- **Your goal**:
Transcribe each record below character for character.

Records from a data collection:
============

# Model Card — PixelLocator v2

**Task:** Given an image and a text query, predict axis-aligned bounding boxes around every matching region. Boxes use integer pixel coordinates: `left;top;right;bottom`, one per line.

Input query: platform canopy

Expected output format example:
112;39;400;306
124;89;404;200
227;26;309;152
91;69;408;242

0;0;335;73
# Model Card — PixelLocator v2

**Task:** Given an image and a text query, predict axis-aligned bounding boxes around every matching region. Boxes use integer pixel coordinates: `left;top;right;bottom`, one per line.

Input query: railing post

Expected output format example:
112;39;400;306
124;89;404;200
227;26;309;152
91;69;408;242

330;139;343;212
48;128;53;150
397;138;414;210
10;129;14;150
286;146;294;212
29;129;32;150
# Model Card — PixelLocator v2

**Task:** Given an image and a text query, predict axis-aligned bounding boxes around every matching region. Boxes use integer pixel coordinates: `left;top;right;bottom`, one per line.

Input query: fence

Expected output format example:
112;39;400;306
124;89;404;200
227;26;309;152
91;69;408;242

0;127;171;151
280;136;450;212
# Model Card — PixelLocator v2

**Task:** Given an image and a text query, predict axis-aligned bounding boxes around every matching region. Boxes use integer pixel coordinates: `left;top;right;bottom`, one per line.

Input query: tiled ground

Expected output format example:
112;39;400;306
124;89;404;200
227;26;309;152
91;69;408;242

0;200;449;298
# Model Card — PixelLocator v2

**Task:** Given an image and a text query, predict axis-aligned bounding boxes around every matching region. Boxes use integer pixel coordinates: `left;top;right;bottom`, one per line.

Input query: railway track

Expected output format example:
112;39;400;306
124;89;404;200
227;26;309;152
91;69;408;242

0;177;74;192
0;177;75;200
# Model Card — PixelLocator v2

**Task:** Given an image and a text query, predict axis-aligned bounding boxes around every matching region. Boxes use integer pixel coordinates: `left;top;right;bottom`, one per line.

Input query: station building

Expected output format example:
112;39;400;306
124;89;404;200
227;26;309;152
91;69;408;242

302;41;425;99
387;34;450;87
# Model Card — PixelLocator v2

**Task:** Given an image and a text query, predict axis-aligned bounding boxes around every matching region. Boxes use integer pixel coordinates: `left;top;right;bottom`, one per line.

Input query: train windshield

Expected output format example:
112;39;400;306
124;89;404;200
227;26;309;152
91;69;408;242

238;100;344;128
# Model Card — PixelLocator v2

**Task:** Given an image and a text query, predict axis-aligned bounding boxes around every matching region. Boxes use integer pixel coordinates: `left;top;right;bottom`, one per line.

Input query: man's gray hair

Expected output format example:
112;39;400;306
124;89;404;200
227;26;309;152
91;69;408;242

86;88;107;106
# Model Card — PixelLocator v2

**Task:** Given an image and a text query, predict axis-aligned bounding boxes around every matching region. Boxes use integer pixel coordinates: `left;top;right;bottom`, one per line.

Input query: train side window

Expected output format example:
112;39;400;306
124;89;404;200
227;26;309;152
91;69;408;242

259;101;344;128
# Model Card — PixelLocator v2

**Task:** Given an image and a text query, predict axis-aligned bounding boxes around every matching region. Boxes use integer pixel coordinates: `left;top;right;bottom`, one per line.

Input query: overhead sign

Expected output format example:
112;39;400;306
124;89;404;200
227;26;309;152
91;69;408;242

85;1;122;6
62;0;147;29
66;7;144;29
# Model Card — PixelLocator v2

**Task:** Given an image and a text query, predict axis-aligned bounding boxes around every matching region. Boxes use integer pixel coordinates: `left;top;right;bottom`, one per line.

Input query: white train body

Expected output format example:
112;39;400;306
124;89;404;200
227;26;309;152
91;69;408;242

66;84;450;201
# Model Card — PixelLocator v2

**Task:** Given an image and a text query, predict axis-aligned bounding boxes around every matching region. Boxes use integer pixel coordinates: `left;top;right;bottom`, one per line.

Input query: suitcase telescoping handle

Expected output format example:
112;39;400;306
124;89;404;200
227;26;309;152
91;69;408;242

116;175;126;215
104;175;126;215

============

- **Reply**:
# Model Card — PixelLocator v2

**Task:** Given an image and a text query, predict axis-aligned bounding boxes around every matching region. Boxes use integer pixel coordinates: `left;top;right;bottom`, one per line.

Input query: platform canopy

Expected output format example:
112;39;400;306
124;89;404;200
227;26;309;152
91;69;408;242

0;0;335;73
# Model Card — PixelLocator v2

**Task:** Given an image and a text query, predict axis-aligned bounding boxes around every matching region. Boxes use integer pixel coordinates: `left;top;right;bottom`, one per line.

Input query: railing post

Expected output format example:
112;39;400;306
124;89;404;200
227;26;309;152
91;69;408;242

330;139;343;212
48;128;53;150
397;138;414;210
10;129;14;150
286;146;294;212
29;129;32;150
# Model Card — PixelLocator v2

**Task:** Given an image and a text query, predict axis-aligned bounding boxes around every matching region. Boxes use integer pixel coordinates: `left;top;right;bottom`, one per line.

Input query: fence

Expected output format example:
112;39;400;306
124;89;404;200
227;26;309;152
91;69;408;242

0;127;171;151
280;136;450;212
# Model Card — PixelLocator v2

**Task:** Given an image and a text query, predict axis-aligned bounding boxes around every matching region. Boxes use integer pixel coordinates: `left;top;right;bottom`, one per line.

Input query: tiled ground

Expected output format example:
112;39;400;306
124;89;404;200
227;26;309;152
91;69;408;242

0;200;449;298
# Model Card — PixelLocator v2

**Task:** Given an image and a text query, predict axis-aligned bounding boxes around every matching region. Boxes use integer pixel coordinates: `left;top;right;bottom`, one per line.

Input query: railway track

Expected output format example:
112;39;400;306
124;89;404;200
227;26;309;152
91;69;408;242

0;177;74;192
0;177;75;200
# Model Card — PixelLocator v2

**Task:** Given an image and a text query, predict axis-aligned bounding boxes around every matching region. Boxes use integer pixel coordinates: `left;top;right;bottom`, one per line.

Input query: station building

Expected output format example:
112;39;400;306
124;89;404;200
227;26;309;152
91;69;408;242

302;41;425;99
387;34;450;87
# Model Card — PixelLocator v2

**Task:** Given an image and a text query, predict axis-aligned bounding boxes around every matching region. Boxes use integer pixel coordinates: `left;top;right;bottom`, one per line.

Input query: train windshield

Expected output format example:
112;39;400;306
124;89;404;200
227;26;309;152
91;69;408;242

238;100;344;128
# Model Card — PixelLocator v2

**Task:** Given an image and a text query, predict axis-aligned bounding boxes around every matching region. Boxes use integer pixel coordinates: `left;top;right;bottom`, one per line.

Input query: man's gray hair

Expected output format example:
112;39;400;306
124;89;404;200
227;26;309;152
91;69;408;242

86;88;107;106
# Model Card — PixelLocator v2

**Task:** Given an image and a text query, predict axis-aligned bounding boxes around every matching region. Boxes use integer pixel coordinates: `left;top;right;bottom`, one per line.

Input query: train side window

Expected output format example:
112;39;400;306
124;89;404;200
227;26;309;152
91;69;408;242

259;101;344;128
# Model Card — PixelLocator v2

**Task:** Given an image and a text query, predict axis-aligned bounding boxes around every matching region. Boxes use integer pixel coordinates: `left;top;right;bottom`, one per line.

Input query: overhead sign

Expected output format example:
112;39;400;306
124;89;404;200
227;26;309;152
91;69;408;242

85;1;122;6
62;0;147;29
66;7;144;29
# Model Card — PixelLocator v2

**Task:** Given an image and a text query, predict axis-aligned bounding boxes around every matching region. Boxes use integer pixel coordinates: `left;top;right;bottom`, one per line.

Input query: white train body

Expected output format example:
112;39;400;306
124;89;404;200
227;26;309;152
91;69;408;242

66;84;450;201
# Model Card — PixelLocator v2

**Task:** Given an image and a text query, predict axis-aligned bounding boxes around every matching region. Boxes use integer pixel coordinates: `left;top;right;bottom`, one per line.

Input query: suitcase telescoping handle

Expected output format example:
112;39;400;306
124;89;404;200
227;26;309;152
91;69;408;242

116;175;126;215
104;175;126;215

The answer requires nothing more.